TRECHO FORNECIDO:
▼
Título: Onda do etanol transforma 'cinturão verde' americano
Autor:
Fonte: Valor Econômico, 18/05/2007, Agronegócios, p. B11

Poderia se imaginar que a abertura de uma usina de etanol em Nevada, uma cidade de 6,7 mil habitantes no centro de Iowa, interessaria só aos agricultores que fornecem o milho usado pela fábrica para a produção de combustível. Errado. Entre os que investiram na usina estão a pessoa que fornece combustível à usina, um par de fornecedores de autopeças locais para a John Deere (fabricante de máquinas agrícolas) e o motorista do ônibus escolar, entre outros 900 investidores. Como outras no cinturão do milho, a usina em Nevada é vista como uma forma de toda a comunidade prosperar, explorando a nova paixão dos EUA pelo etanol e por seu milho .
▲
Pode reproduzir, sem alterações, o trecho da matéria sobre a usina de etanol em Nevada que vai de "Poderia se imaginar" até "seu milho ."?

DADOS FORNECIDOS:
▼
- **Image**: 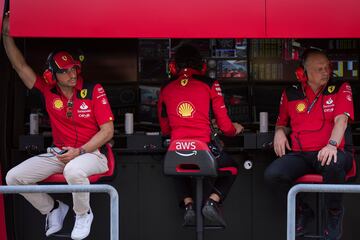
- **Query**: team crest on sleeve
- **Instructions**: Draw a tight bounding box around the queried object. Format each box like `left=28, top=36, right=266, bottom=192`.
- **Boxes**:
left=180, top=78, right=189, bottom=87
left=80, top=89, right=87, bottom=98
left=177, top=102, right=195, bottom=118
left=328, top=85, right=335, bottom=93
left=296, top=102, right=306, bottom=113
left=53, top=98, right=64, bottom=110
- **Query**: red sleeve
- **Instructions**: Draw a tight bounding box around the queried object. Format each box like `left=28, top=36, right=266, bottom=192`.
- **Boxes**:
left=158, top=90, right=171, bottom=136
left=334, top=82, right=354, bottom=120
left=92, top=84, right=114, bottom=126
left=276, top=90, right=289, bottom=127
left=210, top=81, right=236, bottom=136
left=34, top=75, right=49, bottom=93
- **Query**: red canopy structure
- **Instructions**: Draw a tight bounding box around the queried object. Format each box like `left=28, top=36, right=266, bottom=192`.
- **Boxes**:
left=10, top=0, right=360, bottom=38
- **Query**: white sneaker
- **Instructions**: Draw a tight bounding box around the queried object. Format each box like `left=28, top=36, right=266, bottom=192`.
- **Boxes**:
left=71, top=209, right=94, bottom=240
left=45, top=200, right=69, bottom=237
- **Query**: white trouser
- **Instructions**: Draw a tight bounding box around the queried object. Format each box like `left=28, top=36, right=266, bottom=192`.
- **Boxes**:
left=6, top=148, right=108, bottom=215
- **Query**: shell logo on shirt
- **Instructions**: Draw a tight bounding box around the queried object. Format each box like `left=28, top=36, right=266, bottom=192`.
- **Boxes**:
left=296, top=102, right=306, bottom=113
left=180, top=78, right=189, bottom=87
left=177, top=102, right=195, bottom=118
left=53, top=98, right=64, bottom=110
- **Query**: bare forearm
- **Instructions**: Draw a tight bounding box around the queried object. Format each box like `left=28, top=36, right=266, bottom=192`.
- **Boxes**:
left=82, top=122, right=114, bottom=152
left=275, top=126, right=291, bottom=135
left=330, top=115, right=348, bottom=144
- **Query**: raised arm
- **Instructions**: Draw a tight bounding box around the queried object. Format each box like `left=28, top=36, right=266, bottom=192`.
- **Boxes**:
left=2, top=14, right=36, bottom=89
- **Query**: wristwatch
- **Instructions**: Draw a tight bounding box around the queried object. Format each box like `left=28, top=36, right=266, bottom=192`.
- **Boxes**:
left=328, top=139, right=337, bottom=148
left=79, top=148, right=86, bottom=155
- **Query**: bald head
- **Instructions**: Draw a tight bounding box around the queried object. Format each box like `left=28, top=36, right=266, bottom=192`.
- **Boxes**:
left=304, top=51, right=331, bottom=90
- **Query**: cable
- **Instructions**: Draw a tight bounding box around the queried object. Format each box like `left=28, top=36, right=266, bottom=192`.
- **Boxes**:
left=295, top=87, right=325, bottom=152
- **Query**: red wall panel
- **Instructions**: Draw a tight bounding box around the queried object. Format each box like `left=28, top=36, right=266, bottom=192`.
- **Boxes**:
left=0, top=0, right=4, bottom=33
left=10, top=0, right=265, bottom=38
left=266, top=0, right=360, bottom=38
left=0, top=0, right=6, bottom=240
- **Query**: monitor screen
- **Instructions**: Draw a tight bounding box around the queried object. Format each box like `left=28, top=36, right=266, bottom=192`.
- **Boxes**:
left=216, top=60, right=247, bottom=79
left=138, top=86, right=160, bottom=124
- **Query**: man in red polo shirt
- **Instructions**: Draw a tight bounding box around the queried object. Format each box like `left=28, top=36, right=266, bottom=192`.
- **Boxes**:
left=265, top=49, right=354, bottom=240
left=158, top=45, right=243, bottom=225
left=3, top=17, right=114, bottom=239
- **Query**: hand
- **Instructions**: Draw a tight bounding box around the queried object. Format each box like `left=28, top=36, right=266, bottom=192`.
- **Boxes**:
▲
RESULTADO FINAL:
Poderia se imaginar que a abertura de uma usina de etanol em Nevada, uma cidade de 6,7 mil habitantes no centro de Iowa, interessaria só aos agricultores que fornecem o milho usado pela fábrica para a produção de combustível. Errado. Entre os que investiram na usina estão a pessoa que fornece combustível à usina, um par de fornecedores de autopeças locais para a John Deere (fabricante de máquinas agrícolas) e o motorista do ônibus escolar, entre outros 900 investidores. Como outras no cinturão do milho, a usina em Nevada é vista como uma forma de toda a comunidade prosperar, explorando a nova paixão dos EUA pelo etanol e por seu milho .